## [Task details]
The records need to be set down again exactly as they appear.
--- Records for processing Enclosed Below ---
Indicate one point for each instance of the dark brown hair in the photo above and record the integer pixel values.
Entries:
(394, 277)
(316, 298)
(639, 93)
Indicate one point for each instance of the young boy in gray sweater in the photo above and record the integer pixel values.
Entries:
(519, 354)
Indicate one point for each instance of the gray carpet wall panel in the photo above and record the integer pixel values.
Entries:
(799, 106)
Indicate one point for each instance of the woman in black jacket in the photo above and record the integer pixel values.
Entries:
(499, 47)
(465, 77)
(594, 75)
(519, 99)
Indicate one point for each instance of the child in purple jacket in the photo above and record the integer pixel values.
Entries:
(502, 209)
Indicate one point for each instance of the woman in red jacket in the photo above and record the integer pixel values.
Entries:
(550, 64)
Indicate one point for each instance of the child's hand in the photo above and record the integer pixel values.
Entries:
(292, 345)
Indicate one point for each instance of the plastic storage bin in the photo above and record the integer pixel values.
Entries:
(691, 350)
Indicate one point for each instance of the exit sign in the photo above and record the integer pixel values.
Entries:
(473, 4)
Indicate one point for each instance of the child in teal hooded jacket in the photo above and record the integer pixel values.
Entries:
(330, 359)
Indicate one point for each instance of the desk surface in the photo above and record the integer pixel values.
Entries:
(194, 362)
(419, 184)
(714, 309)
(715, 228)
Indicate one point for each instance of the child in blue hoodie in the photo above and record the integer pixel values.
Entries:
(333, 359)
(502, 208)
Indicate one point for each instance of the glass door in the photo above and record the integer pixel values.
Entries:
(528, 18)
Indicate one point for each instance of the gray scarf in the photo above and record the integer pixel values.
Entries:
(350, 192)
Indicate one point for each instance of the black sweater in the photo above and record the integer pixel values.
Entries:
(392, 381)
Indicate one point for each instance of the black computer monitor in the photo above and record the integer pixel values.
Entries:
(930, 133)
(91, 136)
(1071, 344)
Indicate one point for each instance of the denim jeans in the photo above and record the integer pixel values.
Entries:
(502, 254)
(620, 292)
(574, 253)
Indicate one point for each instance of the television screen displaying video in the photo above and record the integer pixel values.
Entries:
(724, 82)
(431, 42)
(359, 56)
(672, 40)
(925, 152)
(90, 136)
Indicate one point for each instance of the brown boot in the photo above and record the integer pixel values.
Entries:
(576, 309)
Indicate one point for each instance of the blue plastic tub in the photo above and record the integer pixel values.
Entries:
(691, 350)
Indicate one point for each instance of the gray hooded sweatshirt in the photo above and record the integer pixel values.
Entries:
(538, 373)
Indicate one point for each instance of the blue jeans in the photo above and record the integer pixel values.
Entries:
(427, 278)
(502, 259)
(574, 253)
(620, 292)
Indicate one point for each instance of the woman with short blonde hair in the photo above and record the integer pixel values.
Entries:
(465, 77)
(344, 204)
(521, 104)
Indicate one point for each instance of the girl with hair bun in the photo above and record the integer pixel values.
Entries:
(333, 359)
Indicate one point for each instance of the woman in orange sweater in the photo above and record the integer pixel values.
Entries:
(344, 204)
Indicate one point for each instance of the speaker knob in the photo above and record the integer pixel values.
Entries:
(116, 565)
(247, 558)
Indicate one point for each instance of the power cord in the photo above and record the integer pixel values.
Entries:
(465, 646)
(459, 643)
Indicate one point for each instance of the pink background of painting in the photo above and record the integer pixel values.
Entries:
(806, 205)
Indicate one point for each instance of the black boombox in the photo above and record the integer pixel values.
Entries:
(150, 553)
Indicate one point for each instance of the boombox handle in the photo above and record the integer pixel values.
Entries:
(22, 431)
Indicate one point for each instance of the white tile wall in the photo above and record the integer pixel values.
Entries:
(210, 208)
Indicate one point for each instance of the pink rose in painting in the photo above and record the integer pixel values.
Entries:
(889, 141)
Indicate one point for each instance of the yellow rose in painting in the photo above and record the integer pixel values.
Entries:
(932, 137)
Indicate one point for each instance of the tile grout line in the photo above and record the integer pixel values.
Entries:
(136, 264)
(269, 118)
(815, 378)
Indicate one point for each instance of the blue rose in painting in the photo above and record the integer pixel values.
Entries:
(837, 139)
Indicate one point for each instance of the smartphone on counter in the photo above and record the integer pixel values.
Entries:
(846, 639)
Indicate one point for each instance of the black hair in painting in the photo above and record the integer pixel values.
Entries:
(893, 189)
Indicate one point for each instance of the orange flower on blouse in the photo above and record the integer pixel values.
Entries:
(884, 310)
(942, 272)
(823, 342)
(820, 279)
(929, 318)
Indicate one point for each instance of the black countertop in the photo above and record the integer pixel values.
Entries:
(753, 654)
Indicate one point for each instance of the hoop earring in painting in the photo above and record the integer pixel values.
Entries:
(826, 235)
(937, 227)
--- End of Enclosed Records for processing ---
## [Output below]
Indicate one point for each instance of the dark brown hair in the photo above and record the integer pixel values.
Entries:
(394, 277)
(316, 298)
(639, 93)
Indicate one point for each instance of the young boy in gray sweater in the photo above and record the integer pixel values.
Entries:
(519, 354)
Indicate one point for each instance of the gray carpet wall panel in the photo above and record the integer pixel values.
Entries:
(799, 106)
Indicate one point for each instance of the woman in black jacket in the photo above and record the integer pixel values.
Entries:
(499, 47)
(465, 77)
(594, 75)
(519, 99)
Indicate one point for each instance of the child in purple jacket in the photo above and record the integer pixel values.
Entries:
(502, 209)
Indicate one point for each instance of the woman in red jacket in the photo above and record the integer pixel values.
Entries:
(550, 64)
Indicate one point for each instance of the child's hand in the photo above and record the integer pixel values.
Entries:
(292, 345)
Indicate one point for each instance of the plastic storage bin in the photo above and record the integer pixel values.
Entries:
(691, 350)
Indicate one point for each instance of the exit sign in the photo above and record the integer pixel values.
Entries:
(473, 4)
Indicate one point for each instance of the child in teal hooded jacket in the photo above and record the integer pixel values.
Entries:
(330, 359)
Indicate one point for each instance of the desk surface in the photo above and record the integer pixel values.
Entries:
(194, 362)
(419, 184)
(714, 309)
(715, 228)
Indicate one point for each instance of the child in blue hoodie in the photo above and record the integer pixel values.
Entries:
(333, 359)
(502, 208)
Indicate one point for each instance of the glass door in the photo above and record the integer pixel values.
Entries:
(528, 18)
Indicate one point for each instance of the gray scarf in the photo above and record the integer pixel values.
Entries:
(350, 192)
Indicate one point for each instance of the black sweater in the photo above and record the integer pixel values.
Entries:
(392, 381)
Indicate one point for each instance of the black computer monitor in the photo above and record the integer pixel values.
Entries:
(930, 133)
(91, 136)
(1071, 344)
Indicate one point for each instance of the denim jeans in the photo above and record the integer pixel values.
Entries:
(502, 254)
(620, 292)
(574, 253)
Indicate one point for each instance of the television screen displaying video in the photo above and record the integer pixel values.
Entries:
(724, 82)
(431, 42)
(359, 56)
(672, 40)
(925, 152)
(90, 136)
Indicate one point for each instance of the brown boot in the photo above and record the integer pixel values.
Entries:
(576, 309)
Indicate one point for each instance of the blue plastic tub in the photo above and record the integer pixel values.
Entries:
(691, 350)
Indicate one point for each instance of the gray hooded sweatshirt in the photo above and record the integer pixel values.
Entries:
(538, 373)
Indicate one point for each instance of the blue jeans in the photo above and record the integer pixel values.
Entries:
(427, 278)
(502, 259)
(574, 253)
(620, 292)
Indicate one point for each instance of the woman with short blonde hair in the photo above and record the integer pixel values.
Entries:
(465, 77)
(344, 204)
(521, 104)
Indicate one point for each instance of the girl with hair bun in the photo above and record the integer pixel values.
Entries:
(333, 359)
Indicate one point for each instance of the woman in orange sweater in the photo above and record the integer pixel values.
Entries:
(344, 204)
Indicate one point for each instance of the speaker knob in the photo above and record the integer pixel values.
Entries:
(116, 565)
(247, 558)
Indicate one point for each instance of the power cord in the photo above and record the integer pixel values.
Entries:
(465, 646)
(459, 643)
Indicate one point for each instance of the pink background of painting in the photo above and record the integer pixel values.
Entries:
(806, 205)
Indicate one point for each instance of the black boombox in the photo above and record the integer pixel values.
Entries:
(150, 553)
Indicate one point for each instance of the boombox handle in the photo above and record the integer pixel values.
Entries:
(22, 431)
Indicate one point for each instance of the white tile wall in the photo above and record the integer pixel values.
Entries:
(210, 208)
Indicate one point for each instance of the pink rose in painting in the photo above and record the integer pixel values.
Entries:
(889, 141)
Indicate one point for each instance of the yellow rose in painting in the photo above and record the integer pixel values.
Entries:
(932, 137)
Indicate one point for each instance of the tile grout line in the photo above and record the integer pixel values.
Entries:
(136, 264)
(269, 118)
(815, 378)
Indicate one point for each instance of the blue rose in painting in the photo above and record the integer pixel values.
Entries:
(837, 139)
Indicate one point for each instance of the smartphone on counter in the photo above and record the integer pixel values.
Entries:
(846, 639)
Indicate one point for each instance of the black hair in painting in the photo above and record the integer pixel values.
Entries:
(893, 189)
Indicate one point for each instance of the orange flower on blouse in the photo above and record the integer pixel values.
Entries:
(884, 310)
(942, 272)
(823, 342)
(820, 279)
(929, 318)
Indicate one point for each instance of the black countertop in the photo above and record the integer pixel values.
Entries:
(753, 654)
Indicate one point for each instance of the hoop earring in painting in the photo above and record the integer pixel values.
Entries:
(826, 235)
(937, 227)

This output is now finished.